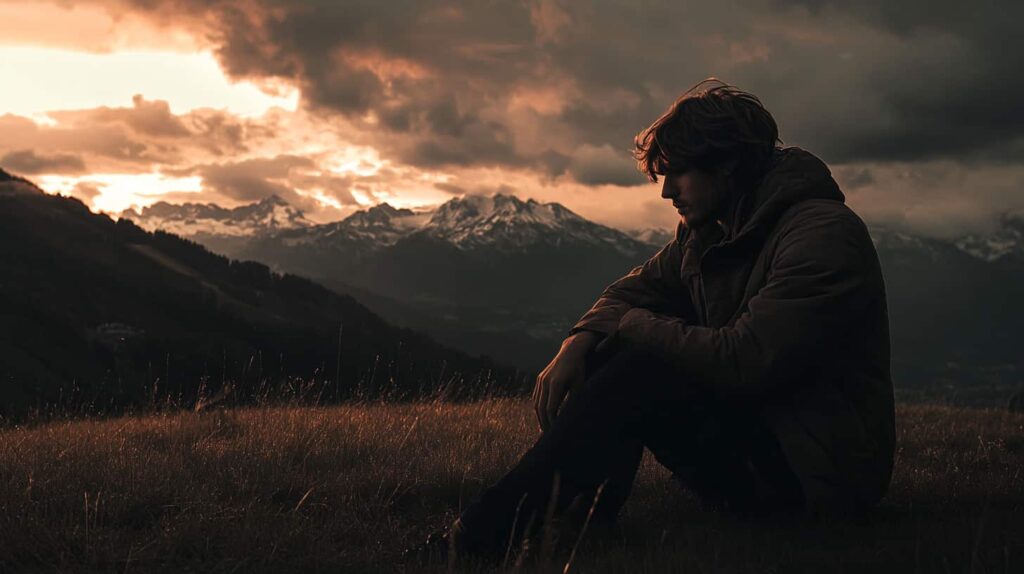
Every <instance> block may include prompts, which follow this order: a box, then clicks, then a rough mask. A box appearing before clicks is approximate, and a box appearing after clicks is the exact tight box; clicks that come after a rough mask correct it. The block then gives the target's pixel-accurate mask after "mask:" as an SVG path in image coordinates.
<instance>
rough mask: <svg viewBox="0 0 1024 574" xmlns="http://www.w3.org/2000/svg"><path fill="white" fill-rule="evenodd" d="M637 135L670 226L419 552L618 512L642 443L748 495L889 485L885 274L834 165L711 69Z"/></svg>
mask: <svg viewBox="0 0 1024 574" xmlns="http://www.w3.org/2000/svg"><path fill="white" fill-rule="evenodd" d="M635 143H636V150H635V157H636V159H637V162H638V167H639V169H640V170H641V171H642V172H643V173H644V174H646V175H647V177H648V178H649V179H650V180H651V181H652V182H656V181H657V180H658V177H662V178H663V179H664V184H663V188H662V196H663V197H665V198H666V200H668V201H670V202H671V203H672V206H673V208H674V209H675V210H677V211H678V213H679V215H680V218H681V220H680V222H679V225H678V226H677V231H676V236H675V238H674V239H673V240H672V241H670V242H669V245H667V246H665V248H663V249H662V250H660V251H659V252H658V253H657V254H656V255H654V256H653V257H652V258H651V259H650V260H649V261H647V262H646V263H644V264H643V265H642V266H640V267H637V268H636V269H633V270H632V271H631V272H630V273H629V274H627V275H626V276H624V277H622V278H621V279H618V280H616V281H615V282H614V283H612V284H611V285H609V286H608V288H607V289H605V291H604V292H603V293H602V295H601V296H600V298H599V299H598V300H597V302H596V303H595V304H594V305H593V307H592V308H591V309H590V310H589V311H588V312H587V313H586V314H585V315H584V316H583V317H582V318H581V319H580V321H579V322H578V323H577V324H575V325H574V326H573V327H572V329H571V330H570V334H569V336H568V338H567V339H565V341H564V342H563V343H562V346H561V349H560V350H559V352H558V353H557V355H556V356H555V357H554V358H553V359H552V360H551V362H550V364H548V366H547V367H546V368H545V369H544V370H543V371H542V372H541V373H540V376H539V377H538V378H537V385H536V388H535V390H534V405H535V408H536V410H537V416H538V420H539V422H540V426H541V429H542V430H543V434H542V435H541V437H540V438H539V439H538V441H537V442H536V443H535V444H534V446H532V447H531V448H530V449H529V450H528V451H527V452H526V453H525V454H524V455H523V456H522V458H521V459H520V460H519V461H518V463H517V465H516V466H515V467H514V468H513V469H512V470H511V471H510V472H509V473H508V474H507V475H505V477H504V478H502V479H501V480H500V481H499V482H498V483H497V484H495V485H493V486H492V487H490V488H488V489H487V490H486V491H484V493H483V494H482V496H481V497H480V498H479V499H478V500H476V501H475V502H474V503H473V504H472V505H470V506H469V507H468V509H467V510H466V511H465V512H464V513H463V514H462V515H461V516H460V518H459V519H458V520H457V521H456V522H455V524H454V525H453V526H452V528H451V529H450V530H449V531H447V532H446V533H444V534H443V535H440V536H435V537H432V538H430V539H428V541H427V543H426V544H425V545H423V546H421V551H423V549H424V548H426V551H430V549H431V548H433V549H434V551H436V553H437V555H439V556H440V557H441V558H445V559H446V558H447V555H449V553H450V551H454V553H456V554H458V555H482V556H486V555H488V554H492V555H493V554H501V553H503V551H504V550H505V548H506V547H507V546H508V545H509V544H510V541H511V542H512V543H513V544H516V545H518V544H519V543H520V542H519V540H520V539H527V540H528V539H529V536H531V535H536V533H538V532H540V531H541V530H542V526H544V524H542V523H543V522H544V521H545V520H556V521H557V522H559V524H560V525H561V526H562V527H563V528H566V527H568V526H572V525H575V526H577V527H578V526H579V525H580V524H581V523H582V521H583V520H584V517H585V516H586V515H587V513H588V512H589V511H592V512H591V520H596V521H610V520H613V519H614V517H615V516H616V514H617V513H618V510H620V509H621V507H622V505H623V503H624V502H625V501H626V498H627V497H628V495H629V493H630V488H631V485H632V483H633V479H634V476H635V474H636V472H637V468H638V466H639V463H640V459H641V455H642V452H643V449H644V448H645V447H646V448H648V449H649V450H650V451H651V452H652V453H653V455H654V456H655V458H656V459H657V460H658V462H660V463H663V465H665V466H666V467H668V468H669V469H670V470H671V471H672V472H673V474H674V475H675V476H676V477H677V478H678V479H680V480H681V481H682V482H683V483H684V484H685V485H687V486H688V487H689V488H690V489H692V490H693V491H694V492H696V493H697V494H698V495H699V496H700V497H701V498H702V499H705V500H707V501H708V502H709V503H711V504H714V505H717V506H720V507H725V509H729V510H732V511H735V512H738V513H743V514H746V513H773V512H785V513H807V512H817V511H821V510H824V511H829V510H843V511H857V510H862V509H866V507H868V506H869V505H871V504H873V503H874V502H877V501H878V500H879V499H880V498H881V497H882V496H883V494H884V493H885V491H886V489H887V488H888V485H889V481H890V477H891V474H892V465H893V451H894V437H895V426H894V411H893V390H892V382H891V378H890V364H889V361H890V358H889V325H888V312H887V306H886V295H885V286H884V283H883V278H882V272H881V269H880V267H879V261H878V256H877V254H876V252H874V247H873V245H872V242H871V239H870V237H869V236H868V233H867V230H866V228H865V226H864V224H863V222H862V221H861V220H860V218H859V217H858V216H857V215H856V214H855V213H854V212H853V211H851V210H850V209H849V208H848V207H847V206H846V205H845V204H844V195H843V193H842V192H841V191H840V189H839V186H838V185H837V184H836V182H835V180H834V179H833V178H831V175H830V173H829V171H828V169H827V168H826V167H825V165H824V164H823V163H822V162H821V161H820V160H818V159H817V158H815V157H814V156H812V154H811V153H809V152H807V151H805V150H803V149H800V148H796V147H780V146H779V144H780V140H779V138H778V128H777V126H776V124H775V121H774V119H773V118H772V116H771V114H769V113H768V111H767V109H765V107H764V106H763V105H762V103H761V102H760V100H758V98H757V97H755V96H754V95H752V94H750V93H746V92H743V91H741V90H739V89H736V88H735V87H732V86H729V85H726V84H723V83H721V82H718V81H717V80H714V79H711V80H706V81H705V82H701V83H700V84H697V85H696V86H695V87H694V88H692V89H691V90H689V91H687V92H686V93H684V94H683V95H682V96H681V97H680V98H679V99H678V100H676V101H675V102H674V103H673V104H672V106H671V107H670V108H669V109H668V112H666V114H665V115H663V116H662V117H660V118H658V119H657V121H655V122H654V123H653V124H652V125H651V126H650V127H648V128H647V129H645V130H643V131H642V132H641V133H640V134H639V135H638V136H637V137H636V141H635Z"/></svg>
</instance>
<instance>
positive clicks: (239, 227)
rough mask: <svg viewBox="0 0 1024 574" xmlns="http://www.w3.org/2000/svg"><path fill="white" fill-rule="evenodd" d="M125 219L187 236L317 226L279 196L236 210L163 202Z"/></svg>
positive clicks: (187, 204)
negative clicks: (167, 202)
mask: <svg viewBox="0 0 1024 574" xmlns="http://www.w3.org/2000/svg"><path fill="white" fill-rule="evenodd" d="M121 217H122V218H126V219H130V220H132V221H134V222H135V223H136V224H138V225H139V226H140V227H142V228H144V229H148V230H154V229H162V230H164V231H168V232H170V233H175V234H178V235H182V236H184V237H196V236H215V237H216V236H219V237H250V236H254V235H258V234H262V233H268V232H273V231H279V230H285V229H297V228H302V227H309V226H311V225H313V224H312V222H310V221H309V220H307V219H306V218H305V216H304V215H303V214H302V212H301V211H299V210H297V209H295V208H294V207H292V206H291V205H289V204H288V203H287V202H285V201H284V200H282V198H281V197H279V196H276V195H271V196H269V197H266V198H264V200H262V201H260V202H258V203H255V204H248V205H245V206H241V207H238V208H233V209H227V208H222V207H220V206H217V205H215V204H182V205H173V204H168V203H166V202H159V203H157V204H154V205H153V206H150V207H146V208H142V210H141V211H140V212H136V211H134V210H126V211H124V212H122V213H121Z"/></svg>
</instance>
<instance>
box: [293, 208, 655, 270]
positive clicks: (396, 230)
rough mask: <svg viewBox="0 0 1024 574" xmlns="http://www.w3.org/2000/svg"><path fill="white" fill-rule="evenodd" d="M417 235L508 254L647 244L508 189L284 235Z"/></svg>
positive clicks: (383, 208) (355, 239) (384, 212)
mask: <svg viewBox="0 0 1024 574" xmlns="http://www.w3.org/2000/svg"><path fill="white" fill-rule="evenodd" d="M414 236H415V237H425V238H430V239H434V240H439V241H443V242H447V244H451V245H453V246H455V247H456V248H458V249H460V250H463V251H474V250H483V249H495V250H497V251H501V252H505V253H509V252H517V251H522V250H526V249H528V248H530V247H534V246H538V245H553V246H558V245H562V244H565V242H579V244H584V245H604V246H608V247H611V248H613V249H615V250H617V251H618V252H621V253H623V254H629V255H632V254H635V253H639V252H644V251H646V249H645V248H646V247H647V246H645V245H643V244H642V241H637V240H636V239H633V238H632V237H630V236H629V235H627V234H626V233H624V232H622V231H618V230H616V229H612V228H610V227H606V226H604V225H599V224H597V223H594V222H591V221H588V220H587V219H584V218H583V217H581V216H579V215H577V214H575V213H572V212H571V211H569V210H568V209H566V208H565V207H563V206H561V205H559V204H555V203H549V204H542V203H539V202H537V201H535V200H528V201H525V202H524V201H522V200H520V198H518V197H516V196H514V195H506V194H497V195H493V196H481V195H467V196H464V197H457V198H454V200H450V201H449V202H445V203H444V204H442V205H440V206H438V207H436V208H434V209H428V210H417V211H414V210H410V209H396V208H394V207H392V206H390V205H388V204H381V205H378V206H375V207H373V208H370V209H368V210H364V211H359V212H356V213H354V214H352V215H350V216H349V217H347V218H346V219H344V220H342V221H339V222H336V223H330V224H326V225H317V226H315V227H311V228H308V229H301V230H297V231H294V232H289V233H286V234H283V235H282V237H281V239H282V240H283V241H284V242H285V244H286V245H288V246H291V247H295V246H298V245H308V244H314V242H337V241H355V242H358V244H359V245H360V246H365V247H368V248H371V249H374V248H382V247H389V246H393V245H394V244H396V242H397V241H398V240H399V239H402V238H406V237H410V238H412V237H414Z"/></svg>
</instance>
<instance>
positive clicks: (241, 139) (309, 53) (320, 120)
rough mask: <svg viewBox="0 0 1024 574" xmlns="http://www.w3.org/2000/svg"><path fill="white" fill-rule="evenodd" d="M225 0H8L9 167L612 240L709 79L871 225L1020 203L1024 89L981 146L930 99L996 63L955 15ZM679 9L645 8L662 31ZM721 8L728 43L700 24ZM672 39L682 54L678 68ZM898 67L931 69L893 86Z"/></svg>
mask: <svg viewBox="0 0 1024 574" xmlns="http://www.w3.org/2000/svg"><path fill="white" fill-rule="evenodd" d="M228 5H229V3H228V4H224V5H220V4H217V5H211V6H208V7H204V6H205V4H203V3H198V4H187V5H181V6H179V5H176V4H174V3H169V2H168V3H164V2H154V3H147V4H145V5H136V4H134V3H132V2H121V1H120V0H110V1H108V0H96V1H89V2H81V3H76V5H75V6H73V7H72V6H69V5H65V4H60V3H55V2H54V3H49V2H26V1H22V0H16V1H11V0H0V78H4V79H5V80H6V81H7V82H8V84H7V87H5V89H4V90H3V91H0V130H3V132H4V133H5V134H6V135H7V137H5V138H4V141H3V142H0V167H3V168H4V169H6V170H8V171H10V172H12V173H15V174H18V175H22V176H25V177H28V178H30V179H33V180H35V181H37V182H38V183H39V184H40V185H41V186H42V187H43V188H44V189H46V190H48V191H50V192H61V193H68V194H73V195H75V196H78V197H79V198H81V200H83V201H84V202H86V203H87V204H88V205H89V206H90V207H91V208H92V209H94V210H97V211H104V212H113V213H118V212H120V211H122V210H124V209H128V208H133V207H144V206H146V205H151V204H153V203H155V202H157V201H161V200H165V201H169V202H171V203H182V202H185V201H196V202H201V203H216V204H220V205H224V206H225V207H232V206H237V205H242V204H246V203H251V202H254V201H259V200H260V198H262V197H264V196H267V195H269V194H271V193H278V194H280V195H282V196H283V197H284V198H286V200H287V201H289V202H290V203H292V204H294V205H296V207H298V208H300V209H302V210H303V211H304V212H306V213H307V214H308V216H309V217H310V219H312V220H314V221H333V220H337V219H340V218H342V217H344V216H346V215H348V214H350V213H352V212H353V211H355V210H358V209H361V208H365V207H367V206H372V205H376V204H379V203H383V202H387V203H389V204H391V205H394V206H396V207H425V206H431V205H437V204H440V203H442V202H444V201H446V200H447V198H451V197H453V196H458V195H463V194H493V193H495V192H499V191H501V192H509V193H514V194H516V195H518V196H520V197H522V198H524V200H525V198H535V200H537V201H540V202H558V203H561V204H563V205H565V206H566V207H568V208H569V209H571V210H573V211H575V212H577V213H580V214H581V215H583V216H584V217H587V218H589V219H592V220H594V221H597V222H600V223H603V224H607V225H611V226H614V227H620V228H642V227H671V226H672V225H673V224H674V222H675V221H676V215H675V213H674V212H673V211H672V210H671V207H670V206H667V205H666V204H665V203H664V201H662V200H660V198H659V196H658V191H659V185H656V184H650V183H647V182H645V180H644V179H643V178H642V177H641V176H640V175H639V174H638V173H637V172H636V170H635V168H634V166H633V161H632V158H631V157H630V153H631V149H632V136H633V135H634V134H635V133H636V132H637V131H639V130H640V129H642V128H643V127H645V126H646V125H647V124H648V123H649V122H650V121H652V120H653V119H654V118H656V117H657V116H658V115H659V114H660V113H662V112H663V111H664V108H665V107H666V106H667V105H668V104H669V103H670V102H671V101H672V100H673V99H674V98H675V97H676V96H677V95H678V94H679V93H681V91H683V90H685V89H686V88H687V87H688V86H690V85H692V84H693V83H695V82H696V81H699V80H701V79H703V78H706V77H708V76H712V75H714V76H718V77H721V78H723V79H724V80H726V81H729V82H732V83H734V84H736V85H737V86H739V87H741V88H743V89H748V90H750V91H752V92H754V93H755V94H757V95H759V96H760V97H761V98H762V100H763V101H764V102H765V104H766V106H767V107H768V108H769V111H771V112H772V113H773V114H774V115H775V116H776V119H777V120H778V123H779V126H780V129H781V133H782V137H783V140H784V141H785V142H786V144H794V145H799V146H802V147H805V148H807V149H809V150H811V151H812V152H815V153H817V154H819V156H820V157H821V158H822V159H823V160H825V161H826V163H828V165H829V166H830V167H831V168H833V172H834V175H835V176H836V178H837V180H838V181H839V182H840V184H841V186H842V187H843V189H844V191H845V192H846V194H847V201H848V203H849V204H850V205H851V206H852V207H853V208H854V209H855V210H856V211H858V213H860V214H861V216H862V217H864V219H866V220H868V221H869V222H874V223H883V224H888V225H892V226H894V227H898V228H903V229H908V230H912V231H915V232H920V233H924V234H926V235H932V236H952V235H956V234H958V233H964V232H975V231H985V230H990V229H992V228H993V226H994V225H995V224H996V222H997V221H998V218H999V217H1000V216H1001V215H1002V214H1005V213H1009V212H1016V211H1020V210H1022V209H1024V193H1021V187H1022V186H1024V164H1022V162H1021V161H1020V159H1019V158H1018V157H1017V156H1015V153H1016V151H1015V150H1016V149H1017V148H1018V145H1019V142H1021V141H1024V130H1017V129H1016V128H1015V127H1014V126H1015V125H1016V124H1014V122H1013V120H1012V112H1011V109H1012V108H1013V106H1012V105H1011V100H1013V101H1016V99H1015V98H1014V97H1012V96H1011V95H1008V94H1001V93H994V92H993V93H988V92H978V93H977V97H979V98H980V101H982V102H987V103H986V104H984V105H982V106H981V107H980V108H981V109H986V111H989V112H990V115H991V116H992V117H999V118H1001V120H1002V121H1000V122H999V126H1001V127H1000V128H999V129H994V130H988V131H987V132H985V133H986V134H987V135H986V138H985V139H984V140H982V139H979V138H977V137H974V136H972V135H971V134H973V133H976V132H978V131H979V129H980V128H979V126H982V125H983V124H984V122H987V121H988V120H987V119H986V117H982V115H978V114H975V115H973V116H966V117H964V118H961V117H958V116H956V114H957V112H956V111H957V109H958V107H956V106H957V105H961V104H959V103H957V102H958V101H961V100H959V99H956V98H958V97H961V95H959V94H962V93H965V90H967V89H968V88H967V86H968V85H969V84H968V82H969V80H968V79H966V78H965V77H964V75H959V76H957V75H956V74H948V75H947V76H948V79H947V80H944V81H945V82H946V85H943V86H932V87H931V88H928V89H926V88H923V87H922V86H926V85H928V83H927V82H924V80H927V79H928V78H930V76H929V74H931V71H935V70H939V69H940V68H941V69H943V70H945V68H943V67H949V65H952V67H957V65H959V67H963V69H964V70H972V71H974V72H973V74H974V75H975V76H977V75H978V74H984V73H986V71H987V70H988V68H991V67H994V65H996V63H995V62H994V60H986V61H987V63H986V64H985V65H986V67H988V68H985V67H981V65H980V64H978V63H977V62H973V61H972V60H971V58H972V57H973V56H974V55H975V54H978V53H985V50H987V49H989V45H988V44H986V42H987V41H988V40H987V38H986V37H985V36H984V35H975V33H974V32H973V31H972V30H967V29H963V28H962V27H959V25H958V23H957V20H956V18H953V17H949V18H948V19H944V20H941V21H938V20H937V23H935V24H934V26H933V27H932V28H931V29H913V32H912V33H906V32H905V31H902V30H898V29H894V28H891V27H889V26H887V25H886V24H884V23H880V21H874V20H872V19H871V18H870V17H868V16H867V15H865V14H862V13H859V12H856V11H840V10H839V8H836V9H835V10H833V11H831V12H822V13H817V14H814V13H808V12H806V11H801V10H799V9H778V10H774V11H768V12H766V11H764V10H763V9H762V8H761V7H760V6H758V5H756V3H750V4H749V5H748V3H743V2H741V3H739V4H738V5H737V6H736V7H735V10H734V11H733V12H731V13H722V12H719V11H716V10H715V9H713V8H711V7H697V6H690V7H689V8H688V11H687V14H688V19H686V20H685V24H684V20H678V21H679V23H680V26H684V27H691V26H692V27H694V28H693V31H692V33H691V34H684V35H682V36H679V38H682V37H685V39H678V38H677V36H678V35H677V36H667V37H666V38H665V39H664V40H651V39H650V37H649V35H641V36H635V37H630V36H629V34H632V33H633V32H627V31H626V30H625V29H629V30H630V31H633V30H634V29H635V30H637V31H642V30H644V26H640V25H637V26H629V27H620V26H618V24H617V23H618V21H620V20H622V19H624V18H625V19H626V20H630V19H636V18H640V17H642V15H643V14H641V13H638V12H633V11H629V10H625V11H616V10H612V9H609V10H608V13H607V14H602V13H595V12H591V11H588V10H584V9H578V8H571V7H569V6H567V5H565V4H563V3H561V2H556V1H551V0H538V1H536V2H531V3H528V5H526V6H515V5H511V4H510V5H507V6H506V5H501V6H497V7H495V12H494V13H490V12H486V11H483V10H482V9H479V8H476V7H462V6H458V5H456V4H450V3H446V2H438V3H437V4H436V5H434V6H426V5H423V6H417V7H414V8H409V10H408V12H407V14H406V17H403V18H399V19H395V17H394V15H393V14H391V13H390V12H388V11H387V10H385V9H383V8H379V9H378V8H375V9H370V10H367V11H365V12H360V13H355V12H350V11H346V9H345V8H344V7H343V6H335V7H328V6H303V5H301V4H295V5H287V4H284V5H274V6H272V7H271V6H269V5H267V6H264V5H263V4H262V3H261V2H253V3H248V4H245V6H244V7H243V6H242V5H241V4H240V5H239V6H240V7H239V9H238V10H237V11H231V10H230V9H229V7H228ZM676 10H677V8H675V7H670V6H669V5H668V4H667V5H665V6H657V7H656V8H652V13H655V12H656V13H659V14H662V16H664V17H663V18H662V19H663V20H664V21H665V23H666V24H667V23H670V21H676V20H674V19H673V18H675V17H677V16H679V15H680V14H678V13H677V12H676ZM825 18H837V19H841V20H843V21H844V23H845V26H844V27H843V28H835V29H828V28H822V27H821V24H822V21H824V19H825ZM727 20H728V21H732V23H734V24H735V25H736V26H735V27H733V28H734V29H735V32H733V33H716V34H709V33H707V32H706V31H705V27H702V26H701V23H702V24H703V25H708V26H711V25H712V24H716V23H718V24H721V23H724V21H727ZM634 24H636V23H634ZM659 26H660V25H659ZM719 28H721V27H719ZM823 30H830V31H829V32H823ZM614 31H618V32H614ZM620 33H621V34H620ZM673 38H677V39H673ZM601 39H603V40H601ZM644 42H654V46H656V47H657V48H658V51H651V50H641V47H642V46H643V45H644V44H643V43H644ZM581 50H583V51H581ZM609 50H610V51H609ZM683 50H685V51H686V52H687V53H689V54H690V58H689V60H688V61H687V62H685V63H673V62H675V61H676V60H675V59H673V58H674V56H673V54H678V53H680V52H681V51H683ZM581 53H587V54H591V56H588V58H585V59H580V55H579V54H581ZM641 54H642V57H645V58H648V59H650V60H651V61H650V62H649V63H643V64H640V63H639V62H640V60H639V59H636V58H640V57H641ZM908 61H913V62H915V63H914V70H915V71H916V72H915V74H921V78H920V79H919V78H918V77H915V76H909V77H905V78H903V81H902V82H900V83H880V79H881V78H883V77H885V75H886V74H888V73H890V72H892V71H894V70H903V69H901V68H899V67H900V65H902V64H901V63H900V62H908ZM1008 65H1009V63H1008ZM666 67H668V68H666ZM667 69H671V70H675V71H676V72H675V73H674V74H672V75H666V74H665V73H664V72H663V71H664V70H667ZM993 73H994V72H993ZM783 75H785V77H788V78H791V80H787V81H786V82H782V81H781V79H782V78H783ZM798 78H799V79H798ZM919 80H921V81H919ZM957 82H959V83H963V84H958V83H957ZM933 84H934V82H933ZM973 85H974V86H979V85H981V86H984V85H985V84H984V83H981V84H978V83H974V84H973ZM974 89H975V90H976V91H977V90H979V89H980V88H977V87H976V88H974ZM937 93H945V94H947V95H946V96H945V99H941V98H938V97H937V96H936V95H935V94H937ZM943 105H946V106H948V109H947V111H943ZM1000 106H1001V107H1000ZM1007 106H1010V107H1007ZM976 107H977V106H976ZM1000 109H1002V111H1005V112H999V111H1000ZM1000 114H1001V116H1000ZM929 115H932V116H934V118H933V117H932V116H929ZM935 118H943V123H942V124H940V128H935V127H933V126H935V125H936V124H935V121H934V120H935ZM957 123H958V124H957ZM957 126H958V127H957ZM937 129H938V130H939V131H938V132H937V131H936V130H937ZM943 130H946V133H942V131H943ZM954 131H955V132H957V133H962V134H967V136H966V137H965V138H964V140H963V141H959V142H957V141H955V140H952V139H948V133H953V132H954ZM899 142H902V143H899ZM964 189H971V194H970V196H966V195H965V194H964Z"/></svg>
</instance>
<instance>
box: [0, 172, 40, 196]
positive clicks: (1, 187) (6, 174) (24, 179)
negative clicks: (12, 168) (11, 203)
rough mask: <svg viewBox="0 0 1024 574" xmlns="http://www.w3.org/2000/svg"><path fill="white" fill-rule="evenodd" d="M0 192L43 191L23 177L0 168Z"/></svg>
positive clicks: (21, 194)
mask: <svg viewBox="0 0 1024 574" xmlns="http://www.w3.org/2000/svg"><path fill="white" fill-rule="evenodd" d="M0 193H7V194H11V195H34V194H38V193H43V190H42V189H40V188H39V187H38V186H36V184H35V183H33V182H31V181H29V180H28V179H25V178H24V177H18V176H16V175H11V174H9V173H7V172H5V171H4V170H0Z"/></svg>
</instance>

EXERCISE GOAL –
Repeat exactly the lines from the one containing "positive clicks: (1, 187) (6, 174) (24, 179)" to the end of the records.

SOLUTION FOR THIS TASK –
positive clicks: (1, 187) (6, 174) (24, 179)
negative clicks: (12, 168) (11, 203)
rough mask: <svg viewBox="0 0 1024 574" xmlns="http://www.w3.org/2000/svg"><path fill="white" fill-rule="evenodd" d="M0 192L43 191L23 177L0 168Z"/></svg>
positive clicks: (21, 194)
mask: <svg viewBox="0 0 1024 574" xmlns="http://www.w3.org/2000/svg"><path fill="white" fill-rule="evenodd" d="M0 193H7V194H11V195H34V194H38V193H43V190H42V189H40V188H39V187H38V186H36V184H35V183H33V182H31V181H29V180H28V179H25V178H24V177H18V176H16V175H11V174H9V173H7V172H5V171H4V170H0Z"/></svg>
</instance>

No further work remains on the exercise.